_Goal_.
Rewrite every line, starting at the line that contains "Locate the sky;" and ending at the end of the records, multiplying each point coordinate by 1.25 and rounding to whole numbers with halves rounded up. Keep all other wording unchanged and leave the pictures out.

Dataset entries:
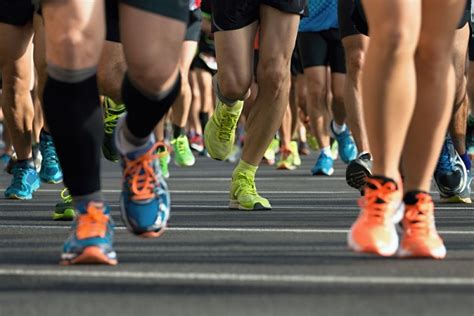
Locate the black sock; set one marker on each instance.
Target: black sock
(203, 118)
(178, 131)
(411, 198)
(74, 117)
(144, 112)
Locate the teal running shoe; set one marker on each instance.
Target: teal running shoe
(64, 211)
(324, 165)
(112, 113)
(50, 168)
(91, 239)
(25, 181)
(347, 147)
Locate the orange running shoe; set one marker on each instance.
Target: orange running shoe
(420, 238)
(381, 209)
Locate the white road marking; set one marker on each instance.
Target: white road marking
(238, 277)
(236, 229)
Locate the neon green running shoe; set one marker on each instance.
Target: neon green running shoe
(112, 113)
(183, 156)
(219, 134)
(164, 159)
(243, 194)
(295, 152)
(64, 211)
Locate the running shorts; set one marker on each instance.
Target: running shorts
(235, 14)
(322, 49)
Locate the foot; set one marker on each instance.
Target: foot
(64, 211)
(219, 133)
(91, 239)
(183, 156)
(420, 238)
(25, 181)
(243, 193)
(358, 170)
(382, 208)
(346, 146)
(145, 200)
(112, 112)
(324, 165)
(50, 168)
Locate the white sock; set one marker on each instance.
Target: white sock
(338, 129)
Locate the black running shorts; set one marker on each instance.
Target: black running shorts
(175, 9)
(235, 14)
(322, 49)
(193, 31)
(16, 12)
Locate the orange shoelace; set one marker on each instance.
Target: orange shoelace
(374, 202)
(418, 216)
(141, 176)
(93, 223)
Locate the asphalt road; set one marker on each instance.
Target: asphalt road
(289, 261)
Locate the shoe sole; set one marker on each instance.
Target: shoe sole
(387, 251)
(235, 205)
(90, 255)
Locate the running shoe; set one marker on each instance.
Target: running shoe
(381, 209)
(50, 168)
(197, 143)
(358, 170)
(183, 156)
(37, 157)
(243, 193)
(451, 176)
(286, 161)
(420, 238)
(64, 211)
(347, 147)
(323, 166)
(164, 159)
(112, 112)
(295, 152)
(91, 239)
(145, 201)
(219, 133)
(24, 183)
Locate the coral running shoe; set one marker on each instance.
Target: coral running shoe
(381, 209)
(420, 238)
(91, 239)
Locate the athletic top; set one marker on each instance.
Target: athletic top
(194, 4)
(322, 15)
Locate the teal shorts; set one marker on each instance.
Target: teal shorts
(175, 9)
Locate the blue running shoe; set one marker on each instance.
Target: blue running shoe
(145, 201)
(347, 146)
(324, 165)
(451, 176)
(50, 168)
(25, 181)
(91, 239)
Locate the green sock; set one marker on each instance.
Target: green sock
(245, 168)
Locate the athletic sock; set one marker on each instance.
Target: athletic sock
(410, 197)
(74, 116)
(467, 160)
(338, 129)
(178, 131)
(245, 167)
(145, 111)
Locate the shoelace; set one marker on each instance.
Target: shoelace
(228, 123)
(93, 223)
(374, 202)
(141, 176)
(111, 116)
(418, 216)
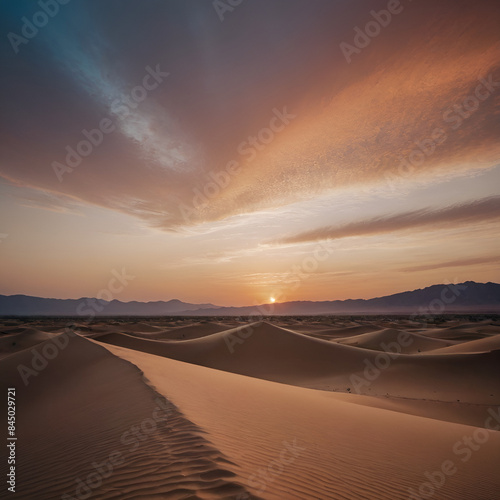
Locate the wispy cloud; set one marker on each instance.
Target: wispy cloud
(467, 213)
(453, 263)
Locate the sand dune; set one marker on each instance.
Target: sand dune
(377, 339)
(27, 337)
(193, 331)
(343, 450)
(272, 353)
(238, 414)
(487, 344)
(456, 334)
(97, 403)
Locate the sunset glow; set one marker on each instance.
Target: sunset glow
(216, 183)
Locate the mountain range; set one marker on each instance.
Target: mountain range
(467, 297)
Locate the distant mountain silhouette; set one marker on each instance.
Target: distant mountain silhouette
(461, 297)
(24, 305)
(467, 297)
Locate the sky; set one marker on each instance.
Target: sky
(234, 152)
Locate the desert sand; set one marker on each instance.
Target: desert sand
(286, 408)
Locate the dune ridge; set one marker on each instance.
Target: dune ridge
(97, 401)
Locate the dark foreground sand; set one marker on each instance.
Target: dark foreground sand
(288, 408)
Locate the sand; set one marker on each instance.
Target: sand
(259, 411)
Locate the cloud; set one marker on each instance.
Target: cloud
(453, 263)
(477, 211)
(354, 122)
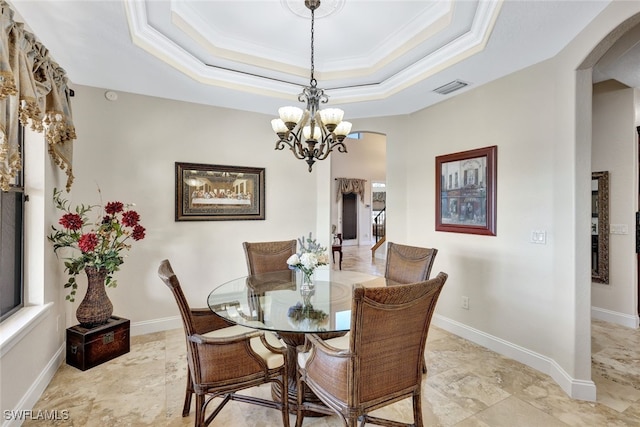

_Response_.
Locate the sky; set one marker on each instance.
Target: sky
(293, 190)
Locate the desert sand; set one marker on each instance.
Target: desert sand
(358, 510)
Locate the dune ridge; set one marker on each instance.
Target: dune ridge
(121, 501)
Locate the dark foreground sand; set one marker on each instance.
Target: dark foreground sand
(360, 510)
Locate the sand; set one marker on each instance.
Target: sand
(324, 514)
Locate the cloud; set one marker on each instance.
Target: cloud
(566, 329)
(596, 264)
(443, 153)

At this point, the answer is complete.